Textauszug:
Intime Nähe zu einem der Großen der deutschen Literatur

Andreas Heuslers Biographie Lion Feuchtwangers
Hamburg

Zweifelsfrei gehört Lion Feuchtwanger zu den Großen der deutschsprachigen Literatur, und das ganz zurecht. Denn Romane wie „Jud Süß“, „Erfolg“, die „Brüder Lautensack“, die „Josephus“-Trilogie, „Die Füchse im Weinberg“ oder „Goya“ gehören zu den besten und erfolgreichsten Büchern deutscher Sprache. Von Anfang seines Romanschaffens an war die Wirkung Feuchtwangers international, in einem Maße, dass Kurt Tucholsky darüber spöttelte, dass irgendwann ein besonders findiger deutscher Verleger sich die Rechte an Feuchtwangers Büchern bei seinem amerikanischen Verleger sichern werde. Nachzulesen ist das jetzt in einer Biographie Andreas Heuslers, die im letzten Jahr erschienen ist.

Aufgabe A: Worüber spöttelte Kurt Tucholsky laut dem Text über Heuslers Feuchtwanger-Biographie?
Aufgabe B: Führe den Text über Andreas Heuslers Feuchtwanger-Biographie im Anschluss an seinen letzten Satz weiter.
Die anschließenden Zeilen spielen dabei keine Rolle.

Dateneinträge

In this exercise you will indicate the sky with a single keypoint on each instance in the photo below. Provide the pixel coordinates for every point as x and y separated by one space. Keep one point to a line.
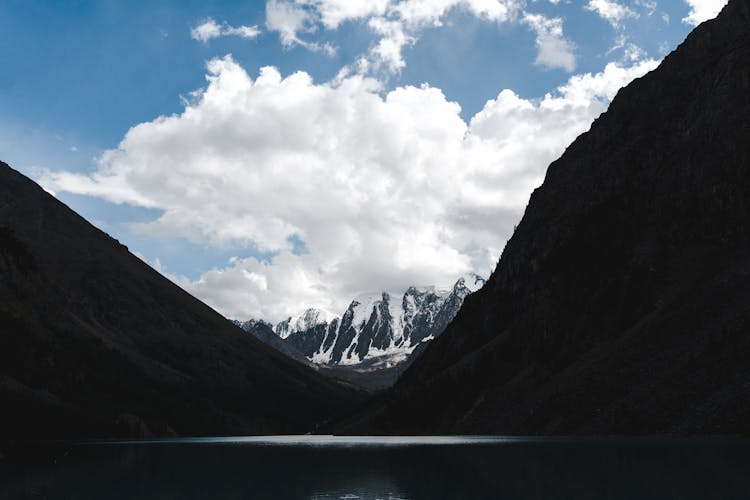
270 156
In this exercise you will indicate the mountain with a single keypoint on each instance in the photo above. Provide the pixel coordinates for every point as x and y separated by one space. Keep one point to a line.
621 304
264 332
95 343
374 331
375 340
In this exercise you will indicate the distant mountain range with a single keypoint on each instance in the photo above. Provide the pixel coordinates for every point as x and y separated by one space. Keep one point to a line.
375 329
621 304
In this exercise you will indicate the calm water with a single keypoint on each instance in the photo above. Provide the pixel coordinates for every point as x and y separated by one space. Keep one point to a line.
315 467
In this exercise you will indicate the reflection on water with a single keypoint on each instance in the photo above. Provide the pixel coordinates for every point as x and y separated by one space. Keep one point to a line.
326 467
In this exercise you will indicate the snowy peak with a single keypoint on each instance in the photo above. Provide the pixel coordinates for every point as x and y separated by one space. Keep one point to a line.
310 319
377 327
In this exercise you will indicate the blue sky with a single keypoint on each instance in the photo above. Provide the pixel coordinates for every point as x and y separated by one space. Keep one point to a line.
284 198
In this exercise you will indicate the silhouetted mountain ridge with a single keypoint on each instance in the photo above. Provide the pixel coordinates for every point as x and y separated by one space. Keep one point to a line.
95 343
621 304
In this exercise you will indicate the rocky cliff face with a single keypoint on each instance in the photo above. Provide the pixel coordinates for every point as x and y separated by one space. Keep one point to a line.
620 305
95 343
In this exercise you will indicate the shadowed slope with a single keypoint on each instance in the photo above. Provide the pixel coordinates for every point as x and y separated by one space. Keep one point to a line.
622 302
93 342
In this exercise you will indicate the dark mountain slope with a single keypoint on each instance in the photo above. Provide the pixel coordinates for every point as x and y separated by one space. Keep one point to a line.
93 342
622 302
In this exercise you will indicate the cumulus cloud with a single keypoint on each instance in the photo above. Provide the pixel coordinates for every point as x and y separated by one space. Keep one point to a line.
554 51
703 10
611 11
385 190
210 29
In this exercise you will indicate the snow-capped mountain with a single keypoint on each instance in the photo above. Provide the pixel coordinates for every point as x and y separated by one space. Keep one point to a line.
377 329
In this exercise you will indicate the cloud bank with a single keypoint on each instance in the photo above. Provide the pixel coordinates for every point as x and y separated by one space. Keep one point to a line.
385 190
703 10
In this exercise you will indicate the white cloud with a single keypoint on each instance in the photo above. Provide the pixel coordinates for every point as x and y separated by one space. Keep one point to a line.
611 11
385 190
289 19
210 29
554 51
396 22
703 10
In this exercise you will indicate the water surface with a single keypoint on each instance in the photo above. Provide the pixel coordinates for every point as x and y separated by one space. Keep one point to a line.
329 467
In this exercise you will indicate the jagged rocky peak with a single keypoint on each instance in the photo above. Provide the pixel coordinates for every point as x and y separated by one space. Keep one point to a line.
376 326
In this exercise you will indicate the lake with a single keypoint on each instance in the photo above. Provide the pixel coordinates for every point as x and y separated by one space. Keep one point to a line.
327 467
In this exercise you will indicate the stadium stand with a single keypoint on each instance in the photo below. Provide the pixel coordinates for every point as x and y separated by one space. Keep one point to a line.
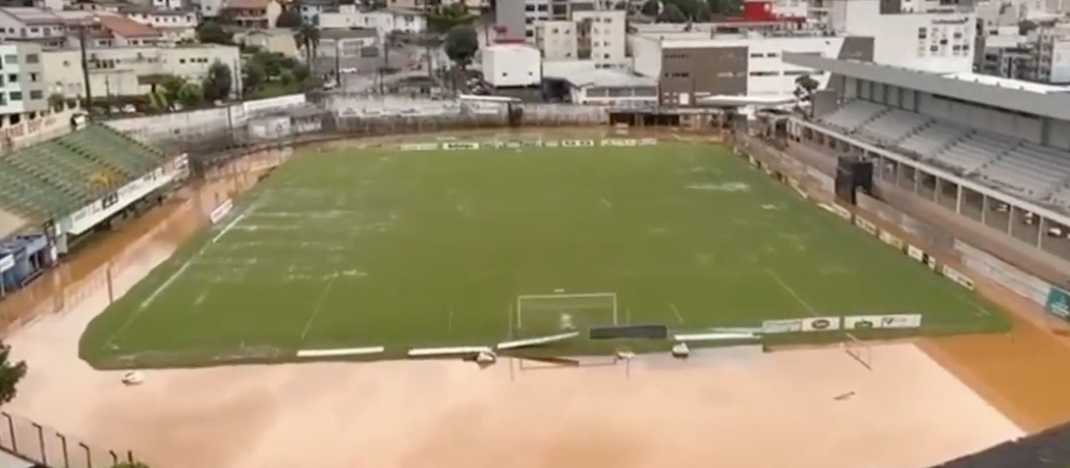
892 125
1011 164
58 177
854 115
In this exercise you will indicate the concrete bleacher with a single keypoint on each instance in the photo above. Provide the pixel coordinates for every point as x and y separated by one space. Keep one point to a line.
932 139
1032 170
893 125
57 177
852 115
1010 164
969 153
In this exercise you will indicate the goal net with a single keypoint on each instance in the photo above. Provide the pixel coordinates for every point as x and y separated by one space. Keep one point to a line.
548 314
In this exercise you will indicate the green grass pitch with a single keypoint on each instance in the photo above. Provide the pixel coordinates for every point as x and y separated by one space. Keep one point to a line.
432 248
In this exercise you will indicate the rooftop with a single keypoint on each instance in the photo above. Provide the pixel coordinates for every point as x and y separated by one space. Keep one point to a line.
600 78
127 28
348 33
246 4
31 15
153 11
1007 82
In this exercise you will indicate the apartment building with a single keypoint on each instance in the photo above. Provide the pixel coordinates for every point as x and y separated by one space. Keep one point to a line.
172 25
595 34
1043 56
917 34
312 10
742 66
253 14
32 24
132 71
382 20
280 41
23 86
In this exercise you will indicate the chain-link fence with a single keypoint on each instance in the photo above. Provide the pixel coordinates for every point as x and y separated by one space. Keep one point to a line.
47 447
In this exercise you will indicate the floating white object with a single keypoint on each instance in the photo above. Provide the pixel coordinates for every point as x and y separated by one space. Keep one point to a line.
133 378
681 350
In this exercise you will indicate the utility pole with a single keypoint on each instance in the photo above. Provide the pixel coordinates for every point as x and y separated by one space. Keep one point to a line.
85 68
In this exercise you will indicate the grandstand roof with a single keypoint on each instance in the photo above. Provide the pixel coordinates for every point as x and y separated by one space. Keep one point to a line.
601 78
10 224
1017 97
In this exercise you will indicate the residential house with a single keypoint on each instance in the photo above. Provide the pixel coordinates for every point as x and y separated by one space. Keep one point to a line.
97 5
135 71
209 9
384 21
251 14
279 41
31 24
173 25
170 4
311 10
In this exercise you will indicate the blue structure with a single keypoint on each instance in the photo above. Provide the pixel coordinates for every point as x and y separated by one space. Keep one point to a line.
23 258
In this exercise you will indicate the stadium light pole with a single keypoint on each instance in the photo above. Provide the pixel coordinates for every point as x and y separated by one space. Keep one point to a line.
85 65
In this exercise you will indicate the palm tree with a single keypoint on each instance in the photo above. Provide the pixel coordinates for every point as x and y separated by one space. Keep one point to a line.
308 36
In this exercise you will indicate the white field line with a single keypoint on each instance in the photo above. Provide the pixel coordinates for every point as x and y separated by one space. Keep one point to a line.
791 291
319 306
228 226
167 283
675 312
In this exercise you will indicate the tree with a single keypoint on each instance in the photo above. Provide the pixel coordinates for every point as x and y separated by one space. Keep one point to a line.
461 45
290 19
652 8
805 87
671 13
218 82
57 102
190 94
254 75
11 373
442 19
211 32
308 36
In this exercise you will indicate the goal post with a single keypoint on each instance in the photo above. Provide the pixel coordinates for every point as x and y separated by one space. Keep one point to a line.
548 314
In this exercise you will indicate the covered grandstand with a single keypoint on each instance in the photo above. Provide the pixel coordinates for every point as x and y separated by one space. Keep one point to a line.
54 192
996 151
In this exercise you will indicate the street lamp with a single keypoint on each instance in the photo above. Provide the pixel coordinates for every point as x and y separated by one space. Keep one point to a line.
85 63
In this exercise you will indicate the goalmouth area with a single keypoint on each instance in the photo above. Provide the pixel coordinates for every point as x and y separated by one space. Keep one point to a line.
468 245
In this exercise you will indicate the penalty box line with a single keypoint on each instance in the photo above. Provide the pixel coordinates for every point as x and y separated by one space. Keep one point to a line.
170 280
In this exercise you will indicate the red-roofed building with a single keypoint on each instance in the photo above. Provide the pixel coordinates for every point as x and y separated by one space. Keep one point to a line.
251 14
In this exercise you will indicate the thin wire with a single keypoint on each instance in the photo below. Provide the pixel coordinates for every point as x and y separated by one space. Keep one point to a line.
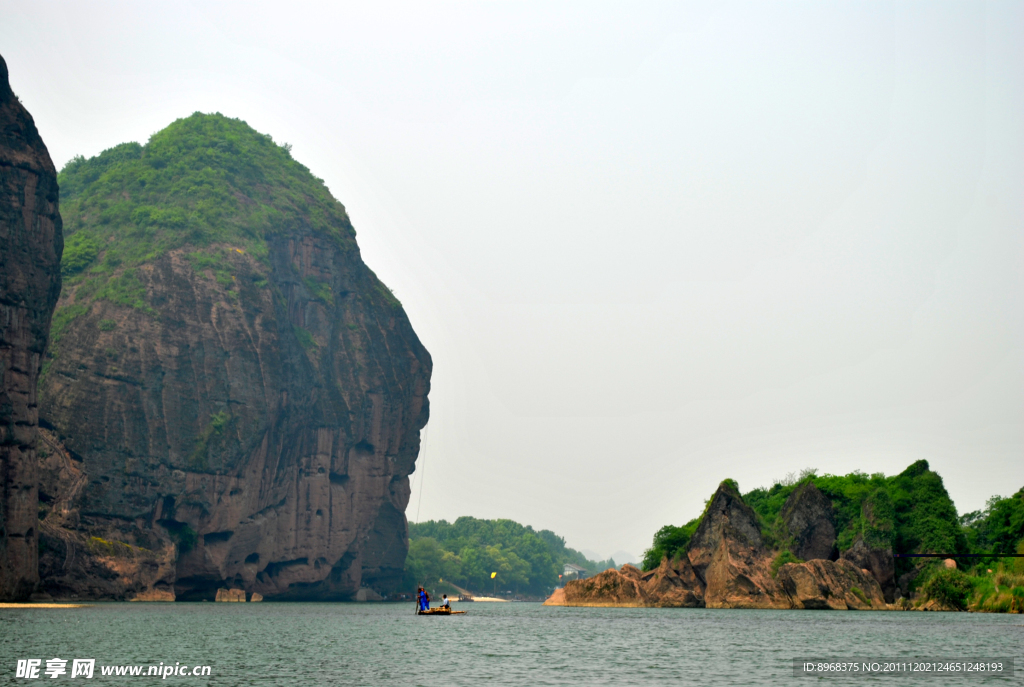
423 469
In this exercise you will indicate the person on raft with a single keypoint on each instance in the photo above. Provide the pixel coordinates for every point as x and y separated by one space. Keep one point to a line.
424 599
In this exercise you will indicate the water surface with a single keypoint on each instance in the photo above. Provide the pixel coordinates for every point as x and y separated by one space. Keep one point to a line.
505 644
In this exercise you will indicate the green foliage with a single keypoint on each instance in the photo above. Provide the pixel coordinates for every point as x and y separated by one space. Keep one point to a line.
669 542
216 262
909 512
467 551
204 182
387 295
80 251
948 587
926 517
781 559
215 428
999 528
125 290
62 317
1001 590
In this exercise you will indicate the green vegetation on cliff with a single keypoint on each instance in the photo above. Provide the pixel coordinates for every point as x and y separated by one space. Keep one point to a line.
205 181
910 512
467 551
906 513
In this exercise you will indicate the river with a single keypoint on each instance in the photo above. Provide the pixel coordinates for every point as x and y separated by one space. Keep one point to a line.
494 643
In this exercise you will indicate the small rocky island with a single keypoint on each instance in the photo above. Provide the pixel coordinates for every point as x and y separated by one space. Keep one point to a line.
727 564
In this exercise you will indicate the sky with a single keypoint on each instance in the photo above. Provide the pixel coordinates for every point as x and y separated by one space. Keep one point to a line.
649 246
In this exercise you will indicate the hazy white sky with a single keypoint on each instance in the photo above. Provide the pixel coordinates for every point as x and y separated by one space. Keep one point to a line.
648 246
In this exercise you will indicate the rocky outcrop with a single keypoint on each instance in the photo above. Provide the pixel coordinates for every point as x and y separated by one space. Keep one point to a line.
728 553
89 557
727 518
31 244
809 519
611 588
826 585
728 566
673 585
254 402
160 595
877 560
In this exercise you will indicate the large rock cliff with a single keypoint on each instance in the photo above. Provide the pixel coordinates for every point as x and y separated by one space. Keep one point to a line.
31 243
240 393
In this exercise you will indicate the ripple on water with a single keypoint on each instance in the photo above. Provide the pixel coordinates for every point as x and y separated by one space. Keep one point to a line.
512 644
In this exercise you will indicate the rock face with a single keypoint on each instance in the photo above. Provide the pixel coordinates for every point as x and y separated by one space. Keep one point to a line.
826 585
879 561
31 244
808 516
250 399
673 585
727 551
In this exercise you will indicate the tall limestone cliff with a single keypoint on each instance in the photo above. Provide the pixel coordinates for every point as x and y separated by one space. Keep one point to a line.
236 399
30 283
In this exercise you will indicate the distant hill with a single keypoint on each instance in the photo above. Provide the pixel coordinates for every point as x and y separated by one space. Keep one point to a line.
467 551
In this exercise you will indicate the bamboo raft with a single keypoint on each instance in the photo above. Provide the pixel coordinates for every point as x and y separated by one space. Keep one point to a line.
440 610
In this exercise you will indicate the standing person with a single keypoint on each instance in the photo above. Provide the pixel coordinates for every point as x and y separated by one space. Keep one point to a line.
424 598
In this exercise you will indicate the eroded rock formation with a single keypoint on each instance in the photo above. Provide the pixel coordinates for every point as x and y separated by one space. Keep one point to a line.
31 243
252 406
838 586
728 566
808 516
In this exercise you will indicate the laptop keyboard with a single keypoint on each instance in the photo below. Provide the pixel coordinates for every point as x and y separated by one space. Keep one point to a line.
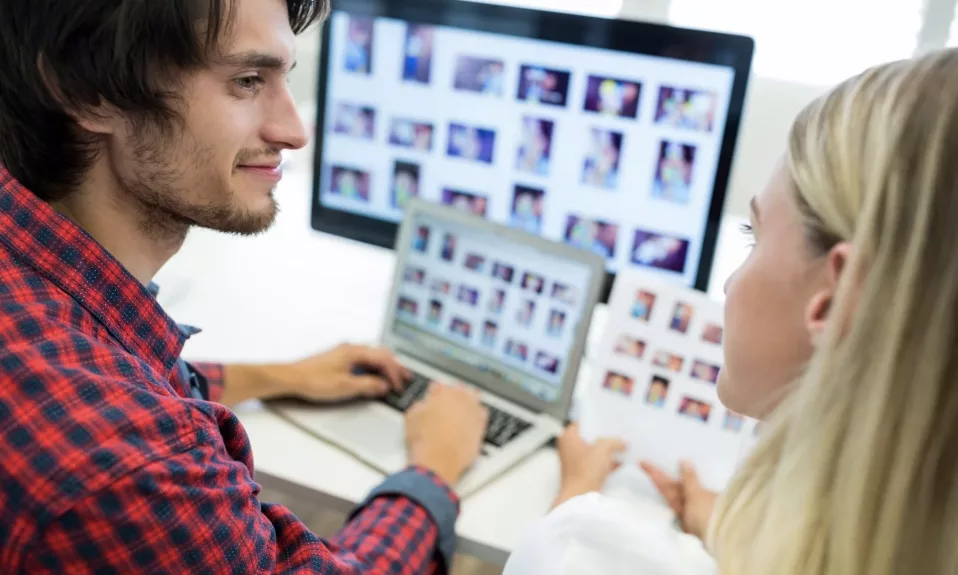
503 427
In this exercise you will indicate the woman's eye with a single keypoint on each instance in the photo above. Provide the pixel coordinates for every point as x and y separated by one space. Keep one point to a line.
749 232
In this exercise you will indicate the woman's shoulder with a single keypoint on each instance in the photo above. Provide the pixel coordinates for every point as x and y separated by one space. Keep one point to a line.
599 534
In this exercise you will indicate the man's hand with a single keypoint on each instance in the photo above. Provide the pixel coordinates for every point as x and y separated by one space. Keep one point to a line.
327 376
585 466
692 503
444 431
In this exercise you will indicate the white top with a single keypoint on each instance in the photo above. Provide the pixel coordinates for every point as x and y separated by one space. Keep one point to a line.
598 534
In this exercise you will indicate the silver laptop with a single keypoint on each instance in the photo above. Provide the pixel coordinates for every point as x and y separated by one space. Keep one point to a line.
481 304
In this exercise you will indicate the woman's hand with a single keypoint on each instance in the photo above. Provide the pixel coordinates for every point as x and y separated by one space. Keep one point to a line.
692 503
585 466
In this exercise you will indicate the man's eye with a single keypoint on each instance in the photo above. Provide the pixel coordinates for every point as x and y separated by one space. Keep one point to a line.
250 83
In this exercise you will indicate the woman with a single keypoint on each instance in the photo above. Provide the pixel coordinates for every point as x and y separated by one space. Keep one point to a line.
841 334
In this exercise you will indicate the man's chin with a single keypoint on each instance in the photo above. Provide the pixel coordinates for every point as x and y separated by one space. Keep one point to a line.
241 221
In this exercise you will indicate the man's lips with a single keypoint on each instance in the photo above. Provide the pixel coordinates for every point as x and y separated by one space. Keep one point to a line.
272 170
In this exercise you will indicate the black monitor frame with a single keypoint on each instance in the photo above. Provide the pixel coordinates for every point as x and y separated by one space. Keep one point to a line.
621 35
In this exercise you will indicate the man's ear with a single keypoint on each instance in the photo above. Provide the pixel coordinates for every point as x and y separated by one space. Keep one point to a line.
819 308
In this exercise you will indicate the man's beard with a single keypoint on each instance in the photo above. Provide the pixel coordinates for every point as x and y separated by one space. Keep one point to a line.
164 212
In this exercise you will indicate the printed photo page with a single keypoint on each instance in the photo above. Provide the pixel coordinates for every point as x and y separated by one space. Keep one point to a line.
655 382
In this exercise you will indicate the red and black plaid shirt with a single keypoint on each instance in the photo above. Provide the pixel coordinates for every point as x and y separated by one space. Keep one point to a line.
109 465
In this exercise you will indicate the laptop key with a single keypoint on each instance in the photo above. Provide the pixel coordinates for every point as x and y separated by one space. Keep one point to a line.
501 429
403 400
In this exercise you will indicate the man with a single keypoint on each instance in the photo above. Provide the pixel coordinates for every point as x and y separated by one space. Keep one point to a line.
124 123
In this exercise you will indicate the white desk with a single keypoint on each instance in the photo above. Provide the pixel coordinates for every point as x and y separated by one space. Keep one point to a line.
292 292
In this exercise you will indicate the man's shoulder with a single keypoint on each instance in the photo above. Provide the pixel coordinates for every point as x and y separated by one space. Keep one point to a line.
77 411
33 306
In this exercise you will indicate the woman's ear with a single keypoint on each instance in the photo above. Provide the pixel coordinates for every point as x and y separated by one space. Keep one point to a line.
818 310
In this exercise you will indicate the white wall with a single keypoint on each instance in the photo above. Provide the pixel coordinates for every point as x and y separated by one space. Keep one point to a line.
769 109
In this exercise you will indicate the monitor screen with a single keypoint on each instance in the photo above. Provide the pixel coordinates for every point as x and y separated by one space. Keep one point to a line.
612 136
491 303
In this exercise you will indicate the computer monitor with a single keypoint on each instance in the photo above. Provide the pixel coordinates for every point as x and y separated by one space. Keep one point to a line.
610 135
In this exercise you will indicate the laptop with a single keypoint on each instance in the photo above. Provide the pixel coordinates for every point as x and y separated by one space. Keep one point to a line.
484 305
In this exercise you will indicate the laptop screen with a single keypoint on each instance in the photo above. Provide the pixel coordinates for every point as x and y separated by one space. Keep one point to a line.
498 305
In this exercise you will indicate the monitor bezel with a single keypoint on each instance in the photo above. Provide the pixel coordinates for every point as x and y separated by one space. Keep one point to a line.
468 373
646 38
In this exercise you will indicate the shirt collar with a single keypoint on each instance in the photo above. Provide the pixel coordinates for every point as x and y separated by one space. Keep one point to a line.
71 259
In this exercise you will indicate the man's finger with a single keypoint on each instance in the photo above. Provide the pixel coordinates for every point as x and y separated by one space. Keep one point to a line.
690 479
382 361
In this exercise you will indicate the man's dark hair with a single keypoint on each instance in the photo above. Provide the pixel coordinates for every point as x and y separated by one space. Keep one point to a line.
59 58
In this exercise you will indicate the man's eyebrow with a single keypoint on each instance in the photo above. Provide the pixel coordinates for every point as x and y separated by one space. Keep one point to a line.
258 60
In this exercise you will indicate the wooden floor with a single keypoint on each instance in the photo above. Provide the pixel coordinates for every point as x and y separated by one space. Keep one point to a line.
326 523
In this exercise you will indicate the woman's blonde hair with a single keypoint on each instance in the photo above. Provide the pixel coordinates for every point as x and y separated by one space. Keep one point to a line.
857 470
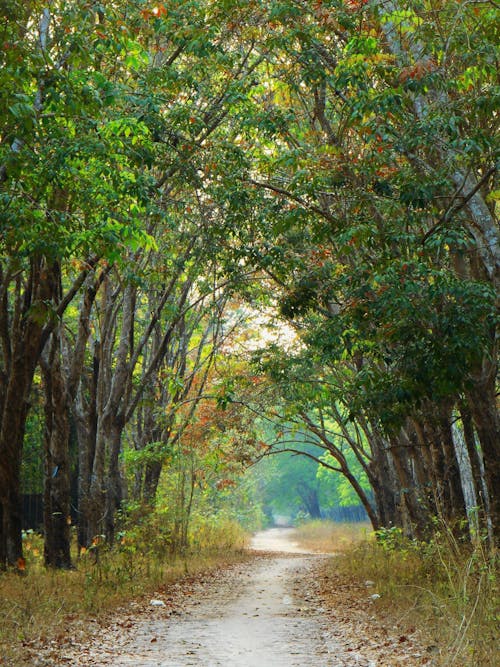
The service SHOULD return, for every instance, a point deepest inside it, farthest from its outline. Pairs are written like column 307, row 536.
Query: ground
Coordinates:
column 280, row 609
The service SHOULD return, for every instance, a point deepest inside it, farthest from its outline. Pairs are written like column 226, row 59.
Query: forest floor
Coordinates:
column 279, row 609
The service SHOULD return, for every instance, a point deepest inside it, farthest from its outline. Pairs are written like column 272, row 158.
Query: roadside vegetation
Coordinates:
column 51, row 608
column 445, row 589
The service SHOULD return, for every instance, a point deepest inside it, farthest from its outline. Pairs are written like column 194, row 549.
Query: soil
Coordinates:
column 277, row 610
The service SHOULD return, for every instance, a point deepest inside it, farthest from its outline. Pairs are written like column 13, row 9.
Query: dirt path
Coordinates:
column 264, row 613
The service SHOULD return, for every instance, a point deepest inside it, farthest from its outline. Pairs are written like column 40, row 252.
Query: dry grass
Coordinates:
column 447, row 589
column 330, row 537
column 43, row 605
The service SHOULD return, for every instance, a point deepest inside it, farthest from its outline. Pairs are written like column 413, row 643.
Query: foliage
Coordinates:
column 441, row 579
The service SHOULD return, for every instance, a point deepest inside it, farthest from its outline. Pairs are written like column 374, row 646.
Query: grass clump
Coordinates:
column 330, row 537
column 448, row 588
column 52, row 606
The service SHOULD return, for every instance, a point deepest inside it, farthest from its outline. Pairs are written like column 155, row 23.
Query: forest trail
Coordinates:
column 264, row 613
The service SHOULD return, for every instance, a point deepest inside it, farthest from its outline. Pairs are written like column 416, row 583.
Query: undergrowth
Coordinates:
column 449, row 589
column 43, row 604
column 331, row 537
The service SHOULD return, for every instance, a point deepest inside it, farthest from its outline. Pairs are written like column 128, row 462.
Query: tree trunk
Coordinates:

Lösung A: Darüber, dass sich irgendwann ein besonders findiger deutscher Verleger die Rechte an Feuchtwangers Büchern bei seinem amerikanischen Verleger sichern werde.

Lösung B:
Mit seinen ersten beiden Romanen, „Jud Süß“, 1925 erschienen, und „Die häßliche Herzogin“, die 1923 gar in einem deutschen Buchclub die Erstauflage erlebte, startete der damals bereits vierzigjährige Feuchtwanger eine Karriere, die Ihresgleichen sucht. Gerhart Hauptmann wurde lange Jahrzehnte angefeindet, bevor er in der deutschen Kultur Akzeptanz fand, Thomas Mann war ein Langsamstarter, ehe er 1925 zum Repräsentanten der deutschen Literatur wurde und 1929 sogar den Literaturnobelpreis erhielt, Bertolt Brecht brauchte die Kooperation mit einem modernen Komponisten und eine Erfolgsoper, um sich als Autor an die Spitze der Entwicklung der deutschen Literatur setzen zu können.

Lion Feuchtwanger, der sich zuvor bereits als Theaterkritiker und -autor einen gewissen, aber begrenzten Ruf erarbeitet hatte, musste von ausländischen, vor allem amerikanischen Verlegern entdeckt werden, damit man ihn auch in Deutschland als außergewöhnlichen Erzähler wahrnahm. Oder anders: In dem Moment, in dem es ihm gelungen war, seine Romane zu veröffentlichen, war Feuchtwanger ein internationaler und zudem höchst erfolgreicher Autor.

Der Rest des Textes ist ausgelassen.